Exercise details: Copy out the data below, switching every "one per line" to "each on its own line" and leaving all other text as it is.

Named-object pointing data
★ ★ ★ ★
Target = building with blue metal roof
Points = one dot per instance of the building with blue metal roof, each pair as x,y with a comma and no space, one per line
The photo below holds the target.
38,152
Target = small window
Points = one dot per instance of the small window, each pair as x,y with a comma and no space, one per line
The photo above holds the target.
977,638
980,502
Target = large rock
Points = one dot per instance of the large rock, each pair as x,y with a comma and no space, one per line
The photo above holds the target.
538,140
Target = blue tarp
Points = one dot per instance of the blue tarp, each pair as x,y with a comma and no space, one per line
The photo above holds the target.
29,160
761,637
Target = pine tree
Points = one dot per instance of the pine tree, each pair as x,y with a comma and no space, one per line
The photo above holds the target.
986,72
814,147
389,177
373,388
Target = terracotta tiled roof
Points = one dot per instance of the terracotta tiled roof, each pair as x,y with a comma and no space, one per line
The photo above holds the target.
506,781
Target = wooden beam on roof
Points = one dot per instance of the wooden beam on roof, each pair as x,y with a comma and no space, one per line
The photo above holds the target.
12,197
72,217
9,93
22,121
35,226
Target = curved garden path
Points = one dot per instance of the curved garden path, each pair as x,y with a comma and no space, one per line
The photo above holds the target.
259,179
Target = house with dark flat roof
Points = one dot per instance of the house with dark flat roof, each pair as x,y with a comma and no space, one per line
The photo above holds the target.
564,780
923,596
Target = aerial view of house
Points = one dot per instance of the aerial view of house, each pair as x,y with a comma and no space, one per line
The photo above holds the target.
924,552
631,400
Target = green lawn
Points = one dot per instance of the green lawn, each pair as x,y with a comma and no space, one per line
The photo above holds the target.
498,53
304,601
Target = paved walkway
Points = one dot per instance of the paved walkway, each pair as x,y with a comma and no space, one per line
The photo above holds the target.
★ ★ ★ ★
Answer to this exercise:
Target = building with blue metal roof
Points = one dot per instance of the building with blue metal roof, each pair as x,y with a comma and no space, each on its own line
The photo below holds the target.
38,152
Target = small window
Points = one dot per instance of the small window, each pair as x,y with a comma and no space, each on its own line
The photo above holds the target.
977,638
980,502
Target = large rock
Points = one dot per instance of the large rock, each pair as x,y with a comma and no space, each on its own line
The photo above holds the target.
538,140
Target = blue tarp
Points = one dot per instance of the blue tarp, each pair as x,y with a comma and no space, each on its own line
The photo above holds the target.
29,160
761,637
Target = pine tree
Points = one dot per instance of the pine tree, each pair as x,y with a comma and no space, each on its own line
The photo above holds the target.
986,72
814,147
389,177
373,388
Target = terracotta tiled roof
Points = one dot per instance of the terracotta tiled roof, each pair as x,y with a comma and no space, each on its own line
The photo above holds the target.
506,781
Target = wooden beam on roof
Points = one dot per instance of the wooden beam on roof, each pair as x,y with a comma and no space, each on its own line
The photo above holds the target.
12,197
72,217
9,93
22,121
35,226
Target = curved garden path
Points = one dot per instance of the curved garden path, each pair as x,y with a comma and no space, each on its own line
The photo above holds the target.
259,179
Target = house with dark flat roof
Points = one dot per instance of the house with dark flat roof, each pair as x,y with a comma and no space, each on its own line
The photo above holds the target.
564,780
923,596
Target = aerial view of house
Points = one dot per instance of the aerial view of house, each pair as x,y with a comma and no space, each on its own line
The photo above holds the target.
924,552
631,400
Target = green lawn
Points = one dot per instance of the green lawn, each pair as x,y with a comma and no space, each on its own line
The photo above holds the target.
498,53
304,601
Target = paved walkway
Points = one dot per instance of the paved walkway, each pair as x,y with a comma and no space, each on its own line
The photo above holds the target.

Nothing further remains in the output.